## Source passage

◆ ◆ ◆ ◆

- Film poster
- Directed by: Thomas Imbach
- Screenplay by: Thomas Imbach
- Based on: Maria Stuart 1935 biography by Stefan Zweig
- Produced by: Andrea Staka Thomas Imbach Emilie Blezat
- Starring: Camille Rutherford
- Cinematography: Rainer Klausmann
- Edited by: Tom La Belle
- Music by: Sofia Gubaidulina
- Distributed by: Pathé
- Release date: 14 August 2013 (Locarno);
- Running time: 120 minutes
- Country: Switzerland
- Languages: English French

= Mary Queen of Scots (2013 film) =

2013 Swiss film by Thomas Imbach

Mary Queen of Scots is a 2013 Swiss period drama directed and co-written by Thomas Imbach. It is his first film in the English and French languages, starring the bilingual French actress Camille Rutherford. The film portrays the inner life of Mary, the Queen of Scotland. The film is based on the Austrian novelist Stefan Zweig's 1935 biography, Mary Stuart, a long-term bestseller in Germany and France but out of print in the UK and the US for decades until 2010. The film was first screened at the 2013 International Film Festival Locarno and was later shown at the 2013 Toronto International Film Festival.

==Plot==
Mary, Queen of Scots, awaits her execution by order of Queen Elizabeth I of England. Mary composes a letter to Elizabeth, to whom she feels a close kinship as her cousin and a fellow female monarch. Through flashback, Mary narrates to Elizabeth the events of her life, starting from her birth in Scotland to the French Mary of Guise, who sends her to France as a child for her protection.

Mary is raised in the French court, where she had for companions her Scottish ladies Mary Beaton, Mary Seton, Mary Fleming and Mary Livingston, as well as the Italian musician David Rizzio. Upon reaching adulthood Mary is married to the Dauphin, Francis, who becomes King of France when his father dies. News arrives that Queen Mary I of England has died and her sister, Elizabeth, has become Queen despite her official status as a bastard. Mary is aware of her own legitimate claim to the English throne; although she writes to Elizabeth promising not to challenge her, she insists on using the English coat of arms and the title "Queen of France, Scotland and England".

After Francis's early death, Mary returns to Scotland with her ladies and Rizzio. There, she is treated with suspicion and scepticism by her half-brother, Lord Moray, the Protestant clergyman John Knox and other Scottish lords. Mary struggles to ingratiate herself to them, but ends up isolating herself further by relying on Rizzio for political advice, marrying Englishman Darnley without the Lords' consent, and supporting the controversial Scottish border Lord Bothwell. Mary's love for Darnley fades when she learns of his extremism in pursuing the English throne; Mary has strong affection for Elizabeth, and wants to be her heir instead of usurping her.

◆ ◆ ◆ ◆

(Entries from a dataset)
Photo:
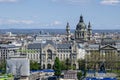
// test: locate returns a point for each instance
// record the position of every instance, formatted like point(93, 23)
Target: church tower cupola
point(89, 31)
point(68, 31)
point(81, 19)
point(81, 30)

◆ ◆ ◆ ◆

## What to work on
Write the next part of the article about the 2013 film Mary Queen of Scots, starting after its final sentence. The data above is unrelated to the article on the 2013 film.

## Final result
Darnley conspires with Moray and the Scottish Lords to murder Rizzio in cold blood in front of a heavily pregnant Mary. Afterwards Mary begins to see visions of Rizzio, who warns her of worse things to come. Mary gives birth to her and Darnley's heir, James, but she is effectively separated from Darnley and has a new passion for Bothwell, with whom she has an affair. Soon afterward Darnley is killed in a gunpowder explosion, and Mary marries Bothwell because she is pregnant with his child. The marriage is heavily protested, with the Scottish Lords taking up arms against Mary and Bothwell. Eventually Mary and Bothwell are outnumbered, and Bothwell flees from Scotland while Mary travels to England in the hopes of getting protection from Elizabeth. Instead, Elizabeth has Mary incarcerated, and decades later Mary is executed by order of the cousin she has never met.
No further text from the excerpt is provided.